### [Work task]
Return the listing below exactly as it stands. Pictures stay out.

### [Data records]
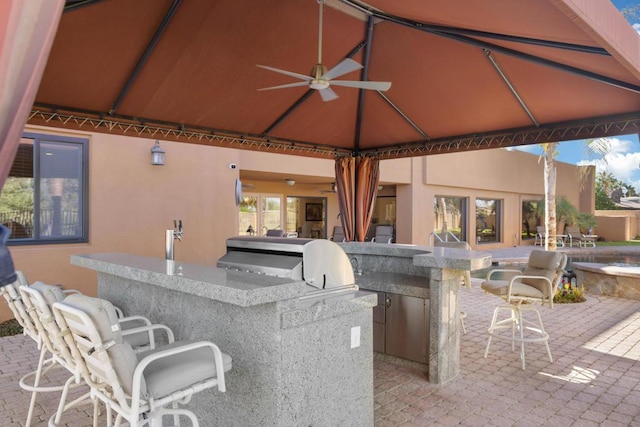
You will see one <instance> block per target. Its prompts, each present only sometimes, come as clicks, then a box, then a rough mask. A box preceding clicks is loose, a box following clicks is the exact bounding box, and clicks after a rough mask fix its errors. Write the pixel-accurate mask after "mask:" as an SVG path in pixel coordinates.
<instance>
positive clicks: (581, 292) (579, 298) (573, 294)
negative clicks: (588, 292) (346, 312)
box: [553, 283, 587, 304]
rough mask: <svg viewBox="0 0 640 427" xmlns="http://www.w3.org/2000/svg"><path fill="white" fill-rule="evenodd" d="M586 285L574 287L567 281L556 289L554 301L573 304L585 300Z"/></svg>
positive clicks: (586, 299)
mask: <svg viewBox="0 0 640 427" xmlns="http://www.w3.org/2000/svg"><path fill="white" fill-rule="evenodd" d="M586 300H587V299H586V298H585V297H584V286H581V287H575V288H572V287H571V284H570V283H566V284H565V285H563V287H562V288H559V289H556V293H555V295H554V296H553V302H554V303H556V304H571V303H575V302H585V301H586Z"/></svg>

### [Answer for the task]
You will see one <instance> block per target. Its prompts, each present only sometimes, come as clicks, then a box, then a rough mask. A box preceding clicks is loose, a box following clicks is the exact bounding box, and clicks after a rough mask fix its errors. Write the pixel-accurate mask after "mask:" as an SVG path in pixel coordinates.
<instance>
positive clicks: (581, 292) (579, 298) (573, 294)
negative clicks: (588, 292) (346, 312)
box: [553, 283, 587, 304]
rough mask: <svg viewBox="0 0 640 427" xmlns="http://www.w3.org/2000/svg"><path fill="white" fill-rule="evenodd" d="M586 285L574 287L567 281L556 289L554 301L573 304L585 300Z"/></svg>
positive clicks: (586, 299)
mask: <svg viewBox="0 0 640 427" xmlns="http://www.w3.org/2000/svg"><path fill="white" fill-rule="evenodd" d="M586 300H587V299H586V298H585V297H584V286H581V287H575V288H572V287H571V284H570V283H566V284H565V285H563V287H562V288H559V289H556V293H555V295H554V296H553V302H554V303H556V304H571V303H575V302H585V301H586Z"/></svg>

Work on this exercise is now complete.